▶ _Problem to solve_:
Every line with the word "query" in it should be extracted from the data that follows.

Data items
=== Section Start ===
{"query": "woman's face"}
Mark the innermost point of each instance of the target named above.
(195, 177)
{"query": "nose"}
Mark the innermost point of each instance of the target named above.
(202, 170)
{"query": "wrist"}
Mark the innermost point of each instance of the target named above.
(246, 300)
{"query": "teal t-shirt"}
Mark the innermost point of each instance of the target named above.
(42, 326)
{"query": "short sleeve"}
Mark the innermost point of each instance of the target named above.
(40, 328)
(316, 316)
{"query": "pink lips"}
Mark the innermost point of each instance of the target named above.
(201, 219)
=== Section End ===
=== Section Start ===
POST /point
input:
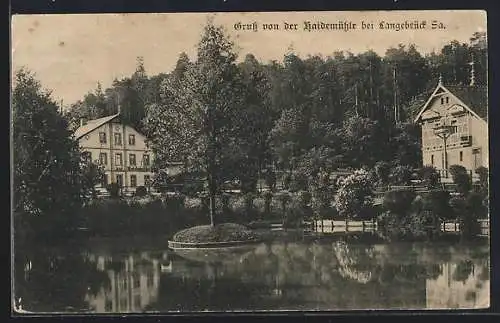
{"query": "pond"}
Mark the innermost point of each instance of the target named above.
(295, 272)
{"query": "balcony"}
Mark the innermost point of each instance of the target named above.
=== Section End ===
▶ _Final answer_:
{"query": "woman's face"}
{"query": "nose"}
{"query": "wrist"}
{"query": "teal t-shirt"}
{"query": "short sleeve"}
{"query": "pink lips"}
{"query": "pond"}
{"query": "balcony"}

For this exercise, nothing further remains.